▸ WHAT YOU NEED TO DO
Restate the listing in full, keeping every word as it is.

######

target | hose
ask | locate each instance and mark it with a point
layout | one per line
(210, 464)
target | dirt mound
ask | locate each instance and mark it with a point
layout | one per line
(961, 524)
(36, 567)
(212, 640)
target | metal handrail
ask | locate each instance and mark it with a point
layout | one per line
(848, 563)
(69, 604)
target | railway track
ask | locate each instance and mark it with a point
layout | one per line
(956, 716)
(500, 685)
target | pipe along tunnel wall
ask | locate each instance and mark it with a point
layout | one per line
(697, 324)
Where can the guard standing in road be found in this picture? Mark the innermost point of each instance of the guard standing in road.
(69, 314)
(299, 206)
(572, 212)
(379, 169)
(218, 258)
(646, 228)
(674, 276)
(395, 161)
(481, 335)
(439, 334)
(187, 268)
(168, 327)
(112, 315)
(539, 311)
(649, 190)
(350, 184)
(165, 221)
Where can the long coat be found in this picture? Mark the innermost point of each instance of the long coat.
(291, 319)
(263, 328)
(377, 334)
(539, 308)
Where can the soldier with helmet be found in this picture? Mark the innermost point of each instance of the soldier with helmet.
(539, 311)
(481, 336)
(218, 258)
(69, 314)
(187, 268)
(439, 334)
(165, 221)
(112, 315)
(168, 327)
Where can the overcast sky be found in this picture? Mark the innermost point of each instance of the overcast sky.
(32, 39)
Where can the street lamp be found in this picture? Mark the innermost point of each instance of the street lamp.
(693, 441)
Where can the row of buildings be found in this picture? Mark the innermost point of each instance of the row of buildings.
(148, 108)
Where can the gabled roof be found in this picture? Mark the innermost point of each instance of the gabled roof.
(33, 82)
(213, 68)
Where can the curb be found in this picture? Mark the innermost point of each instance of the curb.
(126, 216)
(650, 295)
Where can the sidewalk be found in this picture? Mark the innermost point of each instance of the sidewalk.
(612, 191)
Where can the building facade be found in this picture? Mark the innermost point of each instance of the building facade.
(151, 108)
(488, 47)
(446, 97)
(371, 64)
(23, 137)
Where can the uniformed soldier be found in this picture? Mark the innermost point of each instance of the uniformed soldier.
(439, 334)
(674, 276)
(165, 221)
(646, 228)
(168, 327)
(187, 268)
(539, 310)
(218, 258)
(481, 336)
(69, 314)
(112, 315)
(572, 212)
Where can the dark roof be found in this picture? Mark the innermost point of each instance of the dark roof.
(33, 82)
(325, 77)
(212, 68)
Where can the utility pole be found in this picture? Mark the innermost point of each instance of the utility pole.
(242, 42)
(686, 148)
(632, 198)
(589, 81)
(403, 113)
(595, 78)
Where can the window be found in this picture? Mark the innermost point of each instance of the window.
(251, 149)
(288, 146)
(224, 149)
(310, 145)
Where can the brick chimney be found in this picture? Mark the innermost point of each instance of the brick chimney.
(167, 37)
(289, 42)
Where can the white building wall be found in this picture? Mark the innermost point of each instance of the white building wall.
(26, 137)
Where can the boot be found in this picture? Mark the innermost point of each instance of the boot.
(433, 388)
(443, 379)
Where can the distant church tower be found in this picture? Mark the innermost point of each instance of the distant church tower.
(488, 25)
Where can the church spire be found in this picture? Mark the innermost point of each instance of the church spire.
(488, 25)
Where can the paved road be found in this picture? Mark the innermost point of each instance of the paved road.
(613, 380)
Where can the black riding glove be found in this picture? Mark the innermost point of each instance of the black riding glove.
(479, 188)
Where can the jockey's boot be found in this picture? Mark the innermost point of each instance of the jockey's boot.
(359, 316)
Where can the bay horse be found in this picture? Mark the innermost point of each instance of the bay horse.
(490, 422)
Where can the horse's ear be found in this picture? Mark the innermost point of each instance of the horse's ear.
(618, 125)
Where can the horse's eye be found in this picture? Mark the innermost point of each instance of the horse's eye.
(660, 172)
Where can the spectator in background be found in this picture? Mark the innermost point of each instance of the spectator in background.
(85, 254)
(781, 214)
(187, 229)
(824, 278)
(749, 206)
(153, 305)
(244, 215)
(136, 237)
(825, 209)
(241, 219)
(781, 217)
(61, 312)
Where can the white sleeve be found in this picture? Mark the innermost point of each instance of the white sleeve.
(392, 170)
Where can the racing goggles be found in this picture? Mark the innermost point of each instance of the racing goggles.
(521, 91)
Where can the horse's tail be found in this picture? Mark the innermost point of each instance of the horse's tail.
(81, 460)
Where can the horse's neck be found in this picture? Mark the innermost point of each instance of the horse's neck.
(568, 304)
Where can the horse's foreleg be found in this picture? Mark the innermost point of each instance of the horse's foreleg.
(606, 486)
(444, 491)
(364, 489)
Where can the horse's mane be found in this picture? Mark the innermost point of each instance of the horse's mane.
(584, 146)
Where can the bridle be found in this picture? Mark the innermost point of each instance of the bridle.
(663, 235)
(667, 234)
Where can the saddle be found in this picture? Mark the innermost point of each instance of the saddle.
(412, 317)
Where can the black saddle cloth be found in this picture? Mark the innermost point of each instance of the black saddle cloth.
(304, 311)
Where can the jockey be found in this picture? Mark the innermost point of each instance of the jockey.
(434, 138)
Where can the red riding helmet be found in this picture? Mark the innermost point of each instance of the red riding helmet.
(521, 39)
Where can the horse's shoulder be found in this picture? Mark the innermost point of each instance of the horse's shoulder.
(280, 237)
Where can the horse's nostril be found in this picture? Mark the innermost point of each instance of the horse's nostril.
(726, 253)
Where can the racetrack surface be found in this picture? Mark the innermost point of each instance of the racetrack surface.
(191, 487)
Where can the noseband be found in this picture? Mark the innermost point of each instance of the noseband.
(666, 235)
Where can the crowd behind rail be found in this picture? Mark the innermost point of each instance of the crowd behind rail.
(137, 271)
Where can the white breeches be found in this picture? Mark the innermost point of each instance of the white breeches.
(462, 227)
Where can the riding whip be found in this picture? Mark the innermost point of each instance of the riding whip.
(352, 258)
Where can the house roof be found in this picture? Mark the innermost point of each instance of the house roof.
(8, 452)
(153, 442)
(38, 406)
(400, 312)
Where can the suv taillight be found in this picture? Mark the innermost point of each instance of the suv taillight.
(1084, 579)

######

▸ TASK OUTPUT
target | hose
ask | locate each instance and mark it with a point
layout | one per line
(210, 464)
target | dirt mound
ask | locate each instance and mark it with a point
layout | one per line
(961, 524)
(36, 567)
(212, 640)
target | metal handrail
ask | locate each instance and mark it with a point
layout | one per line
(848, 563)
(69, 604)
target | railway track
ask | locate each instance and mark it with a point
layout | one per line
(956, 716)
(500, 685)
target | pipe along tunnel wall
ask | locate each instance and mark it with a point
layout | one per line
(697, 324)
Where can the guard standing in road be found in this picture? Mark the innermost point of each instance of the guard standing in road.
(69, 314)
(299, 206)
(572, 212)
(379, 169)
(218, 258)
(646, 228)
(674, 276)
(395, 161)
(481, 335)
(439, 334)
(187, 268)
(168, 327)
(112, 315)
(539, 311)
(649, 190)
(350, 184)
(165, 221)
Where can the long coat be found in this picture? Mark the innermost point of each instance of the long coat.
(291, 319)
(263, 328)
(377, 334)
(539, 308)
Where can the soldier with helmet be found in this picture? Mark the innermost point of each instance of the soldier with helmet.
(539, 311)
(481, 336)
(218, 258)
(69, 314)
(187, 268)
(439, 334)
(165, 221)
(112, 315)
(168, 327)
Where can the overcast sky be found in this picture? Mark the innermost point of each instance of the overcast sky.
(32, 39)
Where can the street lamp be found in this picture? Mark the innermost point of each instance of the street lamp.
(693, 441)
Where can the row of buildings be found in this picture? Mark the innermost point of each instance of the row of buildings.
(148, 108)
Where can the gabled roof be found in this picture? Mark the innermost point of each instance of the gabled roof.
(33, 82)
(213, 68)
Where can the curb be found in this picture? Mark the innermost point of each instance of the curb.
(126, 216)
(650, 295)
Where can the sidewalk be found in this picture? Mark the innermost point of each instance of the sidewalk.
(612, 191)
Where can the building facade be found in this picture? Mark the innermost point of each instance of the building facade.
(151, 108)
(488, 47)
(446, 97)
(371, 64)
(23, 137)
Where can the uniformed soldier be found in this picture? Mark the innermost point of each instance of the uniformed soldier.
(439, 334)
(674, 276)
(165, 221)
(646, 228)
(168, 327)
(187, 268)
(539, 310)
(218, 258)
(481, 336)
(69, 314)
(112, 315)
(572, 212)
Where can the dark roof be found in this picture? Mark the innermost point of each instance of the dark roof.
(33, 82)
(325, 77)
(212, 68)
Where can the utility pole be found in this picture? Mark the innermost point of each instance of the utility pole.
(242, 42)
(686, 148)
(632, 198)
(589, 81)
(403, 113)
(595, 78)
Where can the window be found in this picture? Mark the innermost point of each instance of the window.
(251, 149)
(288, 146)
(224, 149)
(310, 145)
Where can the brick chimney be found in this picture? Mark the innermost point of each instance of the brick chimney.
(167, 37)
(289, 42)
Where can the white building wall be found in this picture? Mark the innermost point of each instance of the white building wall.
(26, 137)
Where can the boot be found in this picture? Mark the innermost point of each instance of the boot.
(433, 388)
(443, 379)
Where can the distant church tower be found in this picture? Mark the innermost point of each instance of the distant church tower.
(488, 25)
Where can the church spire be found in this picture? Mark the innermost point of each instance of the church spire.
(488, 25)
Where can the paved road be found in this picture? Mark the innermost point of each instance of the paved road.
(613, 380)
Where can the black riding glove be found in this picture? Mark the innermost point of each instance of the black riding glove.
(479, 188)
Where can the jockey's boot be found in this picture? Mark the innermost point of each instance of the jockey's boot.
(359, 316)
Where can the bay horse be found in this picture? Mark the innermost point of each instance of the bay horse.
(490, 422)
Where can the horse's ear be found in this picture? Mark the innermost point of each instance of the horse's ear.
(618, 125)
Where can the horse's eye be found in this picture? Mark the innermost point of each instance of the horse's eye.
(660, 172)
Where can the spectator in background be found in this picture? Mark the innermost point of each instance of the spectator in background.
(85, 254)
(781, 214)
(187, 229)
(824, 278)
(749, 206)
(153, 305)
(244, 215)
(136, 237)
(825, 209)
(241, 219)
(781, 217)
(61, 312)
Where can the white sleeve be found in this picture? Mark the innermost point of each instance of the white sleeve.
(392, 170)
Where can the racing goggles be found in this picture? Mark the innermost point of each instance of the racing goggles.
(521, 91)
Where can the horse's tail be found in this picture? Mark the innermost point of each instance of the horse's tail.
(81, 460)
Where can the horse's neck be found in this picture? Mark the innermost point of each instance of the horse's neck.
(568, 304)
Where can the horse's foreleg be found in this picture? Mark the innermost point of each instance of the horse's foreleg.
(606, 486)
(444, 491)
(364, 489)
Where can the horse's mane be found in this picture? Mark the innermost point of each instance of the horse's mane.
(584, 146)
Where can the bridle be found in this picture? Mark the innermost point of each instance of the bridle.
(663, 235)
(667, 234)
Where can the saddle be found in this picture? Mark the innermost point of each instance of the saddle.
(412, 317)
Where can the black saddle cloth be found in this picture? Mark the innermost point of each instance of the black saddle cloth.
(304, 311)
Where can the jockey be found in this picture? Mark the innermost point of each instance of the jockey.
(434, 138)
Where can the red riding helmet be found in this picture? Mark the innermost point of each instance of the red riding helmet.
(521, 39)
Where can the horse's shoulder be found in this picture? Mark the innermost point of each instance of the horse's shoulder.
(280, 237)
Where can the horse's nostril be found in this picture? Mark the innermost point of each instance of the horse's nostril.
(726, 253)
Where can the racetrack surface be found in this picture? Mark the innermost point of each instance of the racetrack surface.
(191, 487)
Where can the noseband be found in this picture? Mark the innermost point of each instance of the noseband.
(666, 235)
Where can the crowd behind rail be found in this picture? Mark the innermost point of each instance of the crowd behind rail.
(137, 271)
Where can the white breeches be found in this picture? Mark the innermost point of each instance of the white breeches.
(462, 227)
Where can the riding whip be found in this picture? Mark the innermost point of each instance of the riding whip.
(352, 258)
Where can the house roof be found in this picture? Mark the innermost point of each instance of the house roof.
(8, 452)
(153, 442)
(38, 406)
(400, 312)
Where can the suv taillight be found in this picture? Mark the innermost point of each instance of the suv taillight.
(1084, 579)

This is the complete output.